[Records drawn from a collection]
# # #

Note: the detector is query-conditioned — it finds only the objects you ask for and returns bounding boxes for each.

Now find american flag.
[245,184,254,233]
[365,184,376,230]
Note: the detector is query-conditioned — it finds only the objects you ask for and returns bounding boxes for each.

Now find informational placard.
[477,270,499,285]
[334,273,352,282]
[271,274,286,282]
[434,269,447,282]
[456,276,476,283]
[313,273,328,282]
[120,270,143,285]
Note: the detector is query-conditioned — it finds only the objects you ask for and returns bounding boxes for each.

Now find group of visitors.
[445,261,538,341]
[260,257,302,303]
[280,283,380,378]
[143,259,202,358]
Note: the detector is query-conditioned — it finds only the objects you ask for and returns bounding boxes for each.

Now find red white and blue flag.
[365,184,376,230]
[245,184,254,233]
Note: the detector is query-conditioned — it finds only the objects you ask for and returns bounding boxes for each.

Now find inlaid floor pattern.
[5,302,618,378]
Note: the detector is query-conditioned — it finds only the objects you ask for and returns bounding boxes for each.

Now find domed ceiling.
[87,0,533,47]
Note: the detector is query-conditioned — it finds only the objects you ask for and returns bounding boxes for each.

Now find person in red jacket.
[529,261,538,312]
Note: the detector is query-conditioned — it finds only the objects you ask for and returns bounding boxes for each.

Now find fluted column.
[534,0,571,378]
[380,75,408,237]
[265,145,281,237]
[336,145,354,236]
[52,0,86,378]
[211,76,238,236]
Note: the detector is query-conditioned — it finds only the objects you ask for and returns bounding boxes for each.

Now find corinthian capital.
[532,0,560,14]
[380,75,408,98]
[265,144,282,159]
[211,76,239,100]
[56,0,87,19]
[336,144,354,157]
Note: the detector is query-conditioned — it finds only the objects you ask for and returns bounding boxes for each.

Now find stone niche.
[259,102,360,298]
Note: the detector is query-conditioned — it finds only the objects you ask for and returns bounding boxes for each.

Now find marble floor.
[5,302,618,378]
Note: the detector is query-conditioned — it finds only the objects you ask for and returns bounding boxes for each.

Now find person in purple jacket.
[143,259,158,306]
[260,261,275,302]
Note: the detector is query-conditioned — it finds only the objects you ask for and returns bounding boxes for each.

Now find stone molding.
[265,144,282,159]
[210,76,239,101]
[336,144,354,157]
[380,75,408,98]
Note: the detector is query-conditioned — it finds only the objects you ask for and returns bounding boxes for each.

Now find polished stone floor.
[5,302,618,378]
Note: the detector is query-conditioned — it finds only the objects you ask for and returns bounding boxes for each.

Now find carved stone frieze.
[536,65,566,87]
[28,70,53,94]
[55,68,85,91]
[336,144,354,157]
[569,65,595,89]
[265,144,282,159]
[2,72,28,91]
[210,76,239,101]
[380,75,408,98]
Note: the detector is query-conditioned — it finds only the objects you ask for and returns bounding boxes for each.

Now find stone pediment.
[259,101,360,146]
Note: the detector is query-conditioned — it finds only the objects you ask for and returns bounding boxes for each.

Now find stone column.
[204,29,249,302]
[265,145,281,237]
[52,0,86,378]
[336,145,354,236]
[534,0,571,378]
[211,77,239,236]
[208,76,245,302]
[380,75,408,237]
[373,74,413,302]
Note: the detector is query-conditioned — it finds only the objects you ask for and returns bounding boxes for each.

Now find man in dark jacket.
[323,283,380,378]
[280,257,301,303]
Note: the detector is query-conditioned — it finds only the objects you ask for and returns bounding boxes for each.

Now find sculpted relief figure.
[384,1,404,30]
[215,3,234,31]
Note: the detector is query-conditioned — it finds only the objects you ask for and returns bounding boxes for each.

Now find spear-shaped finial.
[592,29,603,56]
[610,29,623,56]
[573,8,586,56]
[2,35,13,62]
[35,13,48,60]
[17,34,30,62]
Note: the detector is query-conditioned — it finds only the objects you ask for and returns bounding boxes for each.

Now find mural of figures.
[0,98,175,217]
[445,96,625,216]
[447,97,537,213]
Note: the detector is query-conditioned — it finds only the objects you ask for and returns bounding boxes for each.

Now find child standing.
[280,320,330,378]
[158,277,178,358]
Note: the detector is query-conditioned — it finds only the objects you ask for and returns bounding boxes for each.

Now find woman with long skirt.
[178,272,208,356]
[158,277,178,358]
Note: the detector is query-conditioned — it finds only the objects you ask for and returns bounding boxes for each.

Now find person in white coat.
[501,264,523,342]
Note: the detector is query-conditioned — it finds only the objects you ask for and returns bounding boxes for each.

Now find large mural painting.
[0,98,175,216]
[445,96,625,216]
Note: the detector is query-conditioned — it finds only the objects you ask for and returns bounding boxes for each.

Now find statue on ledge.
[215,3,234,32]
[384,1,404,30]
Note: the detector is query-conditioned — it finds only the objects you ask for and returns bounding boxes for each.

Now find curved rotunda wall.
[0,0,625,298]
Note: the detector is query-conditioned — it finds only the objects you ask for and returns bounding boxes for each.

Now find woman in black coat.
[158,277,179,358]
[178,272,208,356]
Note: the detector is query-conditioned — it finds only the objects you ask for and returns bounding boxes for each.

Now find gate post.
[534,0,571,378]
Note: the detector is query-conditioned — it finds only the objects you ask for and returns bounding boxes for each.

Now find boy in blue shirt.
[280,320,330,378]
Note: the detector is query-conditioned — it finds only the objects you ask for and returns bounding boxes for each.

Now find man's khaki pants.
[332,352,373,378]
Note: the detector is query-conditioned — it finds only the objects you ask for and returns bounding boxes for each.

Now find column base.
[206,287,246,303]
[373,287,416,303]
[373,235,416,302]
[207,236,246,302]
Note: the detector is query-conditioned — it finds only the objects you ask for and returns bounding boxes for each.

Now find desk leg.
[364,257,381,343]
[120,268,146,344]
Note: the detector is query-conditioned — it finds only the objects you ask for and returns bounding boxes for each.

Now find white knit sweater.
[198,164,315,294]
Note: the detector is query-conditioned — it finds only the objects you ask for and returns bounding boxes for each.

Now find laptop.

# # #

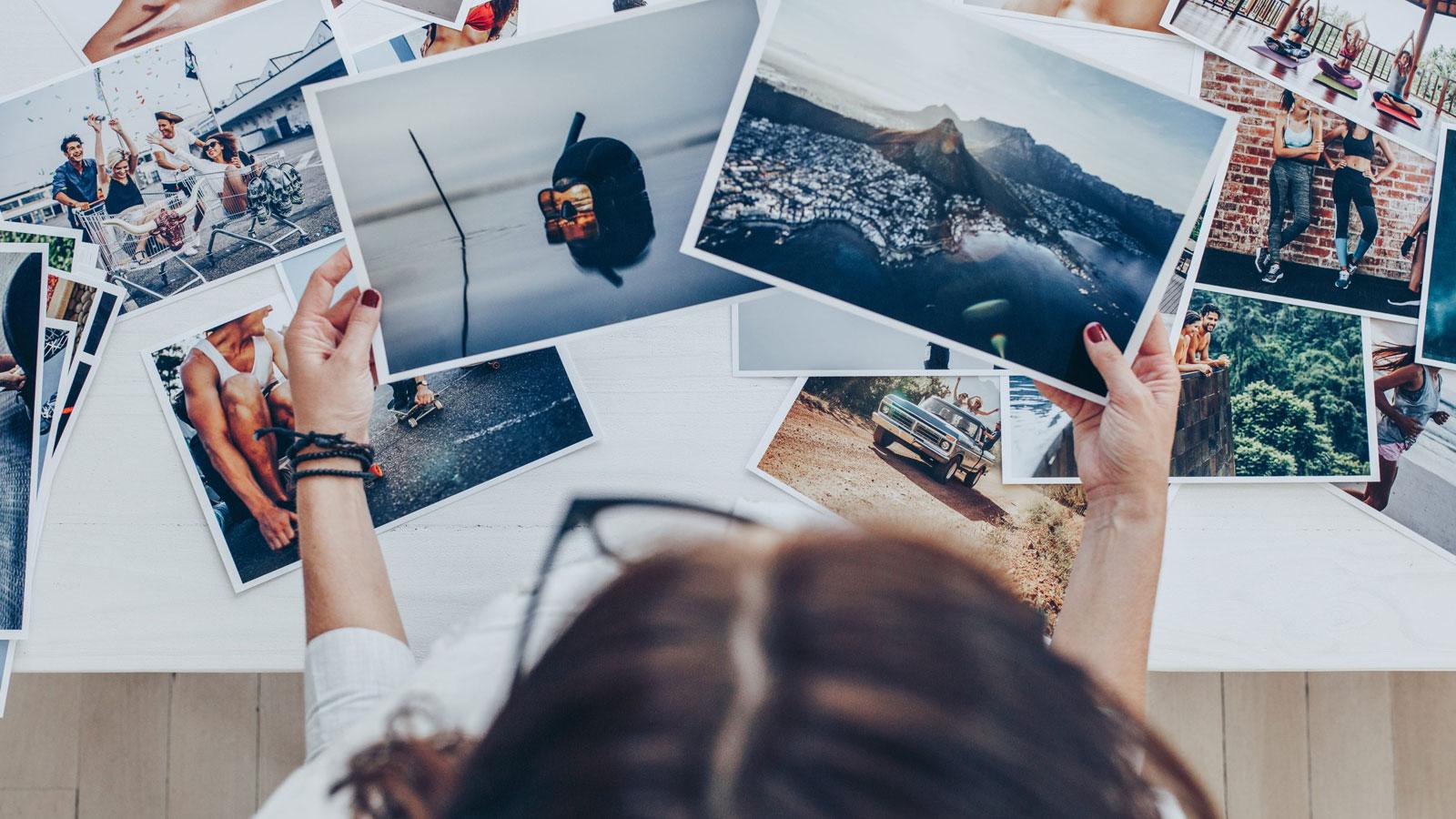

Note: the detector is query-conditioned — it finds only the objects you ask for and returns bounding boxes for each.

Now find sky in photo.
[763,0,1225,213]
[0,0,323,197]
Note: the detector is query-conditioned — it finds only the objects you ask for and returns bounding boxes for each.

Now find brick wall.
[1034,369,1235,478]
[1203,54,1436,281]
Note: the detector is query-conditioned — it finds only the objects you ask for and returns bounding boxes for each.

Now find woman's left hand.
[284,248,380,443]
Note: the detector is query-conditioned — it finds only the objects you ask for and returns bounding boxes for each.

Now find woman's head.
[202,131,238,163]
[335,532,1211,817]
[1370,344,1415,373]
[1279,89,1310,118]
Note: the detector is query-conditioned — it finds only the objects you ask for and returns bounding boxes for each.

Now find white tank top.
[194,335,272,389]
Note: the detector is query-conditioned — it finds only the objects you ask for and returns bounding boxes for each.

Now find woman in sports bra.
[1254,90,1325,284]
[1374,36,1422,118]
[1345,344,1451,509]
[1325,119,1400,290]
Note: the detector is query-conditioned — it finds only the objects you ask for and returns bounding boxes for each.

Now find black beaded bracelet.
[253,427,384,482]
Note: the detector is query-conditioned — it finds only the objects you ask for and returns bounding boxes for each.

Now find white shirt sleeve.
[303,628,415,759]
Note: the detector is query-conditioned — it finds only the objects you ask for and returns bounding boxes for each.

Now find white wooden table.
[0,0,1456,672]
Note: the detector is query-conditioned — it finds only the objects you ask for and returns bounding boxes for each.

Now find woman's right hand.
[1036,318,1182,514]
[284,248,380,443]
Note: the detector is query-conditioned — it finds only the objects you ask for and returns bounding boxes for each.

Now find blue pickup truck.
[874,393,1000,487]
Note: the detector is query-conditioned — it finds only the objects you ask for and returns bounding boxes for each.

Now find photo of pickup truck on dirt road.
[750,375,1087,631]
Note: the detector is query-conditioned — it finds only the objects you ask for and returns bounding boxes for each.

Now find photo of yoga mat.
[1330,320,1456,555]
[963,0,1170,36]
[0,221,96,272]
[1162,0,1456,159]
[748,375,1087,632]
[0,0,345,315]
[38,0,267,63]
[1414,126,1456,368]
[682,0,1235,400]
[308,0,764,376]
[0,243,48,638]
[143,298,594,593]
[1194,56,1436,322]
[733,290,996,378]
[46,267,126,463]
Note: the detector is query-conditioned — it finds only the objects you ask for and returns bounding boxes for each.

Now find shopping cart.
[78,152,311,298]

# # #

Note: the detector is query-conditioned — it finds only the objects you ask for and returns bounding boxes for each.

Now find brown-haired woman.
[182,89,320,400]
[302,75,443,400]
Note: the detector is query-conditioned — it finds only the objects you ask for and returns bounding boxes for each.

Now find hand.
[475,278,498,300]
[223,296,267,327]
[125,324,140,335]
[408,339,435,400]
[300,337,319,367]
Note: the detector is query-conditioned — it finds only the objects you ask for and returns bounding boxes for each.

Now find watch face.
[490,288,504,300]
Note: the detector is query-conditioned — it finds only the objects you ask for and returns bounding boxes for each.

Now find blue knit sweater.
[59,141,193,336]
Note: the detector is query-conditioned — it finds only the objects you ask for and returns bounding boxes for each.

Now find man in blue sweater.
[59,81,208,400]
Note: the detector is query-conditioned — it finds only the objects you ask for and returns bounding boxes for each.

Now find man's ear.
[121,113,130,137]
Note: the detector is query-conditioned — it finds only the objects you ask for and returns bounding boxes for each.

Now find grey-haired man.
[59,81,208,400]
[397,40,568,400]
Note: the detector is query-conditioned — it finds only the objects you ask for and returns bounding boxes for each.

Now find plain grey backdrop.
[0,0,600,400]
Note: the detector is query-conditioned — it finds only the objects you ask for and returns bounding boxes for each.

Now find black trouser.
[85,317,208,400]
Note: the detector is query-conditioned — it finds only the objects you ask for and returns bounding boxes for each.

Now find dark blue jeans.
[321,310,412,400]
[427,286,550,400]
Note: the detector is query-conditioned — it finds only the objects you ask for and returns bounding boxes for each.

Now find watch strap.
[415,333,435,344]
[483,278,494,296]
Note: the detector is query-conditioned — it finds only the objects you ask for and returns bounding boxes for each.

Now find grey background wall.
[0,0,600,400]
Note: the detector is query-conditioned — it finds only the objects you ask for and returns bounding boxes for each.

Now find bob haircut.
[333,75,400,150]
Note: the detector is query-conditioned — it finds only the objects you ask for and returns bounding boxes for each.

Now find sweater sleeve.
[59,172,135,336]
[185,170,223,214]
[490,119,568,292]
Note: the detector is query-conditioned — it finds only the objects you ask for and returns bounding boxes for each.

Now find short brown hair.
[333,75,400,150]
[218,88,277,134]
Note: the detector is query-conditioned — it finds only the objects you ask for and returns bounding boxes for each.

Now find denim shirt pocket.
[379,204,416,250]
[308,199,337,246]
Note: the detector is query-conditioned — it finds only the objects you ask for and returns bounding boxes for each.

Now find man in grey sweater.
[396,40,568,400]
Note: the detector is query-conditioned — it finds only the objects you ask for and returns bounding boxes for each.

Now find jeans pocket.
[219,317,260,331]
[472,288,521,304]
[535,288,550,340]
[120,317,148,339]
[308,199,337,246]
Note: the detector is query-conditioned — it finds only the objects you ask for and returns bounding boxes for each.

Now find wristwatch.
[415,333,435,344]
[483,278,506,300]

# # #

# Problem statement
Extract each line of the records containing the string "pocket". Case counts.

# Result for this exercise
Now find denim shirt pocket.
Now find jeans pocket.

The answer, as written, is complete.